++++ Material provided
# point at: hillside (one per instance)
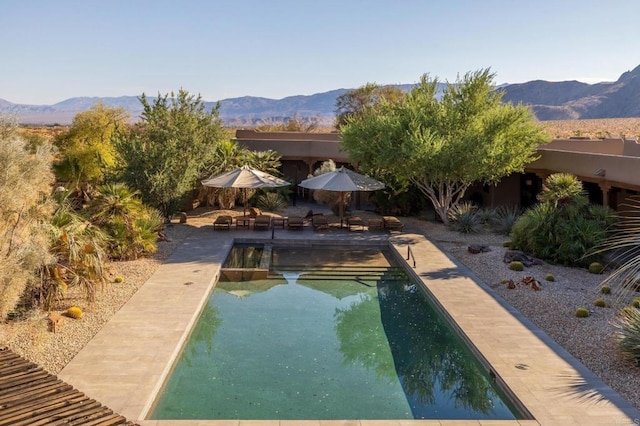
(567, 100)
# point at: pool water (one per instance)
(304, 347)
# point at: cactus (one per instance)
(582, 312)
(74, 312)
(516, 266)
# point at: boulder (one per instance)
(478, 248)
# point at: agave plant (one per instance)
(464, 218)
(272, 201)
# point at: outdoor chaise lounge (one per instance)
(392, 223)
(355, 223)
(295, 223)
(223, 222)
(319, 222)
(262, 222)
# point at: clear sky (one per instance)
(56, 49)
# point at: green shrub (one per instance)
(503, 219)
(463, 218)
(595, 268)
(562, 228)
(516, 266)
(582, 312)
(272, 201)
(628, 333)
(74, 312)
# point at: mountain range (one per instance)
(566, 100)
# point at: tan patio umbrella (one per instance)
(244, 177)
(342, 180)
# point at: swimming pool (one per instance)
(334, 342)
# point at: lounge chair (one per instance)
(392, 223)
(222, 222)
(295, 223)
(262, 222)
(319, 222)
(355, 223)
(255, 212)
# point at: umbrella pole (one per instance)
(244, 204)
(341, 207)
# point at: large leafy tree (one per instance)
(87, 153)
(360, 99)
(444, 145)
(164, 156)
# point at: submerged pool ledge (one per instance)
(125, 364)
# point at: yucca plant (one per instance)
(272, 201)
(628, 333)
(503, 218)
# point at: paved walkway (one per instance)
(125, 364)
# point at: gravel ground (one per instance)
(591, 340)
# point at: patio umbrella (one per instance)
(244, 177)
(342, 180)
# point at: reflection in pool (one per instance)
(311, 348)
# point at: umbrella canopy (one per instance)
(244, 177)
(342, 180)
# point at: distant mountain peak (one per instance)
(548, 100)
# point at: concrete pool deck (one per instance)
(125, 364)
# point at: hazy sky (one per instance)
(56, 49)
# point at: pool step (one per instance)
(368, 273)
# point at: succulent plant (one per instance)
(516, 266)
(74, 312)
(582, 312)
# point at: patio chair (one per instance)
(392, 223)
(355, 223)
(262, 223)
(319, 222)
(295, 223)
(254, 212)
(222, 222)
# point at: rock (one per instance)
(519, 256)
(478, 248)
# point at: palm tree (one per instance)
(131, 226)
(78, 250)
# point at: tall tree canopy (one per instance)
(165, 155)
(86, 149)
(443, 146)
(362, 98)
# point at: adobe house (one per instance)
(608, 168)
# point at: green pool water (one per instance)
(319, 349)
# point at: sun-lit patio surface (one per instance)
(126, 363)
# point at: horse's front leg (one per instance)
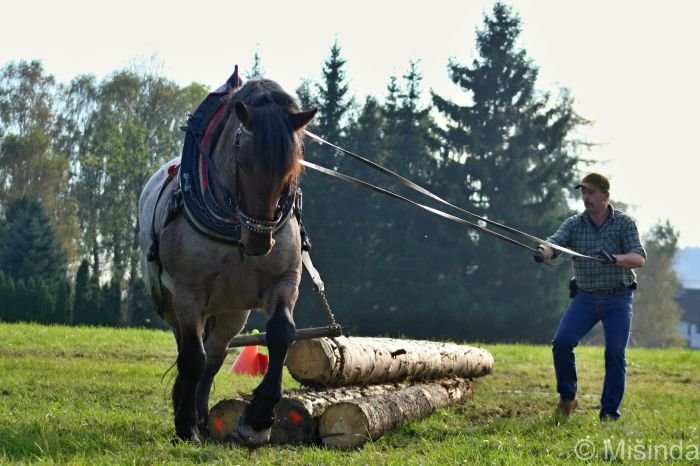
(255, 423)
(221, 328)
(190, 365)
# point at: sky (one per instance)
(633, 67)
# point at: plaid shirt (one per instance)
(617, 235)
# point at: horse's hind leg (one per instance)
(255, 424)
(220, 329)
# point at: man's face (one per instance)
++++++++
Keep the pictures out of your copy, and repeat every entry above exactly.

> [Response to this task]
# point at: hillside (one per instance)
(567, 100)
# point at: pool water (one per instance)
(304, 347)
# point at: cactus (one per instance)
(582, 312)
(74, 312)
(516, 266)
# point at: boulder (one per instance)
(478, 248)
# point at: agave plant (one per instance)
(464, 218)
(272, 201)
# point at: outdoor chaise lounge (one per instance)
(392, 223)
(355, 223)
(295, 223)
(223, 222)
(319, 222)
(262, 222)
# point at: clear sky (one per instance)
(56, 49)
# point at: green shrub (one per instance)
(503, 219)
(463, 218)
(595, 268)
(562, 228)
(516, 266)
(582, 312)
(272, 201)
(628, 333)
(74, 312)
# point at: mountain range (one per instance)
(566, 100)
# point at: tan patio umbrella (one per instance)
(244, 177)
(342, 180)
# point at: swimming pool (one per instance)
(334, 342)
# point at: lounge chair (one per instance)
(392, 223)
(222, 222)
(295, 223)
(262, 222)
(319, 222)
(355, 223)
(255, 212)
# point at: umbrella pole (one per instance)
(244, 204)
(341, 207)
# point at: large leafy tree (one per instance)
(87, 153)
(360, 99)
(444, 145)
(164, 156)
# point at: submerged pool ledge (one per instance)
(125, 364)
# point at: yucca plant (one per instance)
(272, 201)
(628, 333)
(503, 218)
# point at: paved walkway (one per instance)
(125, 364)
# point at: gravel ground (one per instance)
(591, 340)
# point at: patio umbrella (one per instance)
(244, 177)
(342, 180)
# point at: reflection in pool (one per instance)
(311, 348)
# point at: umbrella canopy (one per instance)
(244, 177)
(342, 180)
# point at: distant mountain peak (one per instance)
(548, 100)
# point at: concrete pool deck (one per instance)
(125, 364)
# point at: hazy sky (one per instance)
(56, 49)
# point at: pool step (one per instance)
(368, 273)
# point at: succulent plant (one per instance)
(516, 266)
(74, 312)
(582, 312)
# point at: patio chair (one per instance)
(392, 223)
(355, 223)
(262, 223)
(319, 222)
(295, 223)
(254, 212)
(222, 222)
# point at: rock (one per instance)
(519, 256)
(478, 248)
# point at: palm tree (one per instance)
(131, 226)
(78, 250)
# point at: tall tree canopy (one per instance)
(165, 155)
(86, 149)
(443, 146)
(362, 98)
# point at: adobe house (one per instance)
(608, 168)
# point at: green pool water (one per instance)
(319, 349)
# point at: sun-lit patio surface (one per instance)
(126, 363)
# point at: horse's front leg (one per instance)
(255, 423)
(221, 328)
(190, 365)
# point at: sky (one per instance)
(633, 67)
# point at: plaid shirt (one per instance)
(617, 235)
# point at: horse's hind leg (one per instance)
(255, 424)
(220, 329)
# point at: man's face (one per instance)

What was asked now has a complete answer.